→ INFORMATION GIVEN:
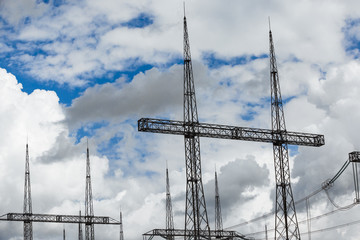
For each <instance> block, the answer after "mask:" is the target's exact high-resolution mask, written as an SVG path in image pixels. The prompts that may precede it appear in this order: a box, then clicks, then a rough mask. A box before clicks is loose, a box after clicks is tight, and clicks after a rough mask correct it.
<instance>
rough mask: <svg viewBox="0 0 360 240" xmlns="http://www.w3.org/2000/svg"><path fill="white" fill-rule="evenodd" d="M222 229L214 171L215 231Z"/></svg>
mask: <svg viewBox="0 0 360 240" xmlns="http://www.w3.org/2000/svg"><path fill="white" fill-rule="evenodd" d="M222 230H223V225H222V217H221V205H220V194H219V186H218V181H217V172H216V171H215V231H216V232H220V231H222Z"/></svg>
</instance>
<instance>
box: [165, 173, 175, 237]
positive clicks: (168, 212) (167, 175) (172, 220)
mask: <svg viewBox="0 0 360 240" xmlns="http://www.w3.org/2000/svg"><path fill="white" fill-rule="evenodd" d="M166 230H168V231H172V230H174V218H173V214H172V204H171V195H170V181H169V170H168V168H166ZM167 239H168V240H173V239H174V237H173V236H171V235H169V236H168V237H167Z"/></svg>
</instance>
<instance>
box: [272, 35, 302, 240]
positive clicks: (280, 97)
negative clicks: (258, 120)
mask: <svg viewBox="0 0 360 240" xmlns="http://www.w3.org/2000/svg"><path fill="white" fill-rule="evenodd" d="M269 41H270V85H271V126H272V130H273V132H274V133H276V134H277V140H278V141H276V142H273V152H274V165H275V181H276V204H275V212H276V216H275V239H286V240H290V239H300V231H299V226H298V222H297V217H296V211H295V204H294V198H293V193H292V189H291V185H290V168H289V153H288V143H287V142H286V140H285V139H286V136H285V135H286V126H285V117H284V110H283V103H282V98H281V92H280V83H279V75H278V70H277V64H276V58H275V49H274V43H273V38H272V33H271V29H270V30H269Z"/></svg>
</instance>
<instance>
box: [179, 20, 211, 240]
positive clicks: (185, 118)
mask: <svg viewBox="0 0 360 240" xmlns="http://www.w3.org/2000/svg"><path fill="white" fill-rule="evenodd" d="M184 123H185V125H184V127H185V132H186V133H187V134H185V135H184V141H185V164H186V203H185V206H186V207H185V231H186V230H192V231H194V235H192V236H188V237H187V239H195V240H197V239H200V235H199V232H201V231H208V232H209V238H210V228H209V221H208V216H207V211H206V203H205V195H204V189H203V183H202V176H201V159H200V137H199V136H198V135H196V134H195V132H196V129H197V127H196V125H197V124H198V123H199V120H198V113H197V106H196V97H195V84H194V76H193V70H192V62H191V55H190V43H189V36H188V29H187V22H186V17H185V16H184Z"/></svg>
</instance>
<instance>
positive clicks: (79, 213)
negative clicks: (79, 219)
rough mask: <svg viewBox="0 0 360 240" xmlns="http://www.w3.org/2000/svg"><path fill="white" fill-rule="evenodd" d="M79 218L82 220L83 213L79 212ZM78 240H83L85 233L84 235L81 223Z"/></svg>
mask: <svg viewBox="0 0 360 240" xmlns="http://www.w3.org/2000/svg"><path fill="white" fill-rule="evenodd" d="M79 217H80V218H81V211H79ZM78 240H83V233H82V227H81V223H80V222H79V236H78Z"/></svg>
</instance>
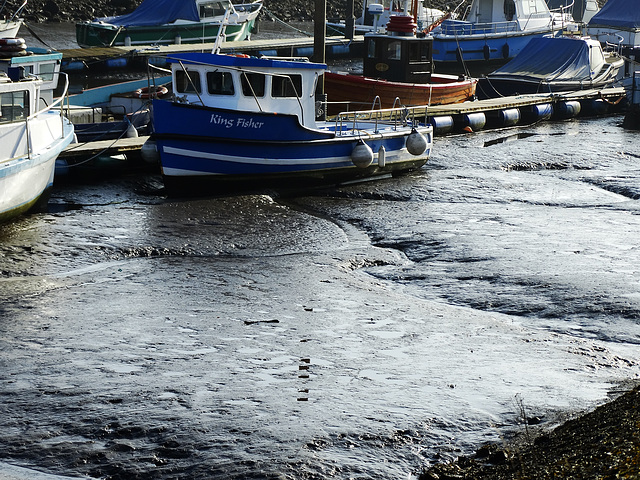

→ GOAL OF THE EXERCISE: Pick out every line in the records that contains the string "positive".

→ REPLY:
positive clicks: (168, 212) (167, 175) (172, 220)
positive clicks: (280, 97)
positive clicks: (185, 118)
positive clicks: (79, 213)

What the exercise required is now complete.